所给文段:
========
AgentChatResponse `dataclass` #

智能体聊天响应。

参数:

名称	类型	描述	默认值
`response`	`str`		`''`
`sources`	`List[ToolOutput]`	内置可变序列。如果没有给出参数，构造函数将创建一个新的空列表。如果指定了参数，则必须是一个可迭代对象。	`<dynamic>`
`source_nodes`	`List[NodeWithScore]`	内置可变序列。如果没有提供参数，构造函数将创建一个新的空列表。如果指定了参数，则必须是一个可迭代对象。	`<dynamic>`
`is_dummy_stream`	`bool`		`False`
`metadata`	`Dict[str, Any] \| None`		`None`

Source code in llama-index-core/llama_index/core/chat_engine/types.py

@dataclass
class AgentChatResponse:
    """Agent chat response."""

    response: str = ""
    sources: List[ToolOutput] = field(default_factory=list)
    source_nodes: List[NodeWithScore] = field(default_factory=list)
    is_dummy_stream: bool = False
    metadata: Optional[Dict[str, Any]] = None

    def set_source_nodes(self) -> None:
        if self.sources and not self.source_nodes:
            for tool_output in self.sources:
                if isinstance(tool_output.raw_output, (Response, StreamingResponse)):
                    self.source_nodes.extend(tool_output.raw_output.source_nodes)

    def __post_init__(self) -> None:
        self.set_source_nodes()

    def __str__(self) -> str:
        return self.response

    @property
    def response_gen(self) -> Generator[str, None, None]:
        """Used for fake streaming, i.e. with tool outputs."""
        if not self.is_dummy_stream:
            raise ValueError(
                "response_gen is only available for streaming responses. "
                "Set is_dummy_stream=True if you still want a generator."
            )

        for token in self.response.split(" "):
            yield token + " "
            time.sleep(0.1)

    async def async_response_gen(self) -> AsyncGenerator[str, None]:
        """Used for fake streaming, i.e. with tool outputs."""
        if not self.is_dummy_stream:
            raise ValueError(
                "response_gen is only available for streaming responses. "
                "Set is_dummy_stream=True if you still want a generator."
            )

        for token in self.response.split(" "):
            yield token + " "
            await asyncio.sleep(0.1)

response_gen `property` #

response_gen: Generator[str, None, None]

用于模拟流式传输，例如与工具输出结合使用。

async_response_gen `async` #

async_response_gen() -> AsyncGenerator[str, None]

用于模拟流式传输，例如与工具输出一起使用。

Source code in llama-index-core/llama_index/core/chat_engine/types.py

async def async_response_gen(self) -> AsyncGenerator[str, None]:
    """Used for fake streaming, i.e. with tool outputs."""
    if not self.is_dummy_stream:
        raise ValueError(
            "response_gen is only available for streaming responses. "
            "Set is_dummy_stream=True if you still want a generator."
        )
========
数据摘录:

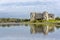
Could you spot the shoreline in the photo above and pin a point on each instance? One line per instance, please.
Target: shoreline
(28, 23)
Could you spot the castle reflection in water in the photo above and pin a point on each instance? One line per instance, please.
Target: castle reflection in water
(40, 28)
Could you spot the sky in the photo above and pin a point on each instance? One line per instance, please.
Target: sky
(23, 8)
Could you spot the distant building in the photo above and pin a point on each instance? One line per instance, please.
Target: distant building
(41, 16)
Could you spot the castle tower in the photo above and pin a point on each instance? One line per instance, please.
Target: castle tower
(45, 15)
(32, 16)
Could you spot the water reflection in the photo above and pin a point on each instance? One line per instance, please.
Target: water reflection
(41, 28)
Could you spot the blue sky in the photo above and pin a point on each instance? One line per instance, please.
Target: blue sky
(22, 8)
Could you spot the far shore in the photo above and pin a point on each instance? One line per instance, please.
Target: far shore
(27, 23)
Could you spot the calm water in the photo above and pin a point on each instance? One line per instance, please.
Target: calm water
(29, 32)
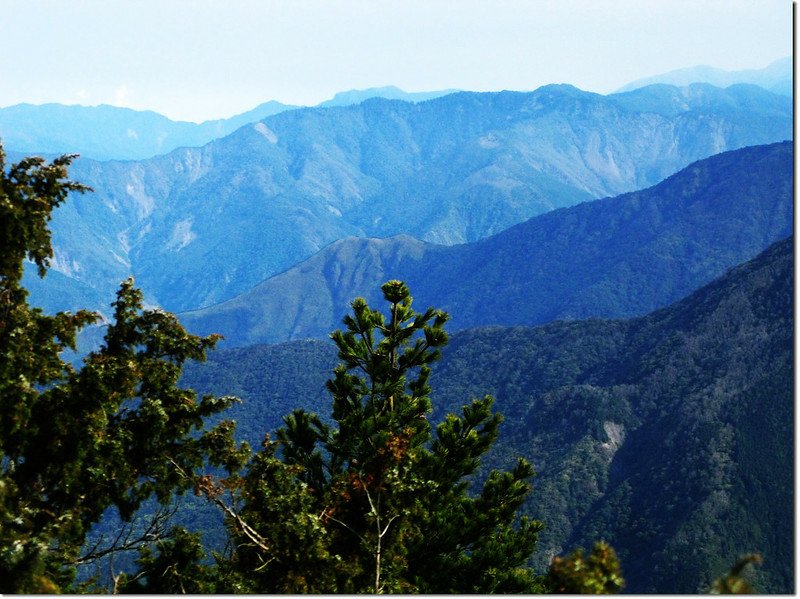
========
运用信息:
(a) 在 AgentChatResponse 文档中，is_dummy_stream 参数的默认值是什么？
(b) 从 AgentChatResponse 文档的最后一行往下接着写。

练习答案:
(a) is_dummy_stream 的默认值是 False。

(b)
    for token in self.response.split(" "):
        yield token + " "
        await asyncio.sleep(0.1)

StreamingAgentChatResponse `dataclass` #

将聊天响应流式传输给用户并写入聊天历史记录。

参数:

名称	类型	描述	默认值
`response`	`str`		`''`
`sources`	`List[ToolOutput]`	内置可变序列。如果没有给出参数，构造函数将创建一个新的空列表。如果指定了参数，则必须是一个可迭代对象。	`<dynamic>`
`chat_stream`	`Generator[ChatResponse, None, None] \| None`		`None`
`achat_stream`	`AsyncGenerator[ChatResponse, None] \| None`		`None`
`source_nodes`	`List[NodeWithScore]`	内置可变序列。如果没有提供参数，构造函数将创建一个新的空列表。如果指定了参数，则必须是一个可迭代对象。	`<dynamic>`
`unformatted_response`	`str`		`''`
`queue`	`Queue`	创建一个具有给定最大大小的队列对象。如果maxsize小于等于0，队列大小为无限。	`<dynamic>`
`aqueue`	`Queue \| None`		`None`
`is_function`	`bool \| None`		`None`
`new_item_event`	`Event \| None`		`None`
`is_function_false_event`	`Event \| None`		`None`
`is_function_not_none_thread_event`	`Event`	实现事件对象的类。事件管理一个标志位，可以通过set()方法将其设置为true，并通过clear()方法重置为false。wait()方法会阻塞直到标志位变为true。该标志位初始值为false。	`<threading.Event at 0x76056a269070: unset>`
`is_writing_to_memory`	`bool`		`True`
`exception`	`Exception \| None`		`None`
`awrite_response_to_history_task`	`Task \| None`		`None`

Source code in llama-index-core/llama_index/core/chat_engine/types.py

@dataclass
class StreamingAgentChatResponse:
    """Streaming chat response to user and writing to chat history."""

    response: str = ""
    sources: List[ToolOutput] = field(default_factory=list)
    chat_stream: Optional[ChatResponseGen] = None
    achat_stream: Optional[ChatResponseAsyncGen] = None
    source_nodes: List[NodeWithScore] = field(default_factory=list)
    unformatted_response: str = ""
    queue: Queue = field(default_factory=Queue)
    aqueue: Optional[asyncio.Queue] = None
    # flag when chat message is a function call
    is_function: Optional[bool] = None
    # flag when processing done
    is_done = False
    # signal when a new item is added to the queue
    new_item_event: Optional[asyncio.Event] = None
    # NOTE: async code uses two events rather than one since it yields
    # control when waiting for queue item
    # signal when the OpenAI functions stop executing
    is_function_false_event: Optional[asyncio.Event] = None
    # signal when an OpenAI function is being executed
    is_function_not_none_thread_event: Event = field(default_factory=Event)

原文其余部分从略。